━━━━━ TEXTO FORNECIDO
Dida, algumas gerações depois, já chegou com o caminho aplainado. Mas, mesmo as outras seleções, que espelhavam muito bem a nossa população multiétnica, sempre haviam reservado o gol aos brancos. Como se deles fosse privativa a função de defender a meta, que os locutores da antiga chamavam de "último reduto". Cabia a eles a salvação da pátria. Gilmar vestiu a camisa 1 em 1958, 1962 e 1966 (Manga, o reserva negro, jogou apenas contra Portugal), Félix em 1970, Leão em 1974 e 1978, Valdir Perez em 1982, Carlos em 1986, Taffarel em 1990, 1994 e 1998, Marcos em 2002. Portanto, foi muito bonito que, nesse seu momento de realização profissional, Dida tenha se lembrado daquele velho goleiro injustiçado.
━━━━━━━━━━
━━━━━ CONJUNTO DE DADOS
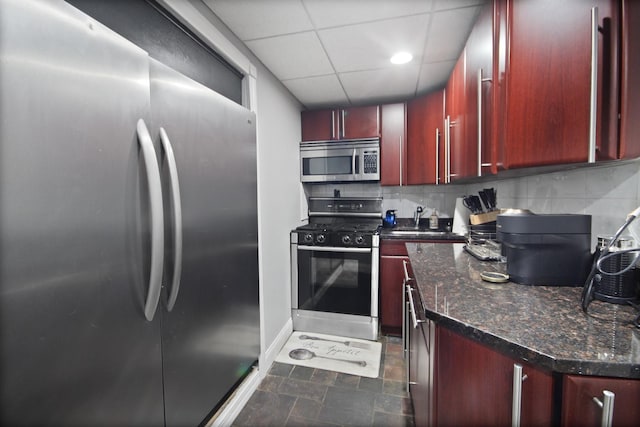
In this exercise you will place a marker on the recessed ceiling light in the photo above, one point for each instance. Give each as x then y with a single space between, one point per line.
401 58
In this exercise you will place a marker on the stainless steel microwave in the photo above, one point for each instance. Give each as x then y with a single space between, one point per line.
340 161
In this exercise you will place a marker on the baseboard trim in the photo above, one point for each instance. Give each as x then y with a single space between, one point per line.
236 402
269 356
231 409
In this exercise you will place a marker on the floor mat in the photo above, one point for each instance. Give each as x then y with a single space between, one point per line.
333 353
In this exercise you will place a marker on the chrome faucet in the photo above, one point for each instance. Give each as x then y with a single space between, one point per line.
417 214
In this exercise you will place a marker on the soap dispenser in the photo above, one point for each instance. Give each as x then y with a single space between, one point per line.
433 220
━━━━━━━━━━
No texto sobre os goleiros da seleção, quais goleiros aparecem como tendo vestido a camisa 1, e em quais anos?

- Gilmar: 1958, 1962 e 1966
- Félix: 1970
- Leão: 1974 e 1978
- Valdir Perez: 1982
- Carlos: 1986
- Taffarel: 1990, 1994 e 1998
- Marcos: 2002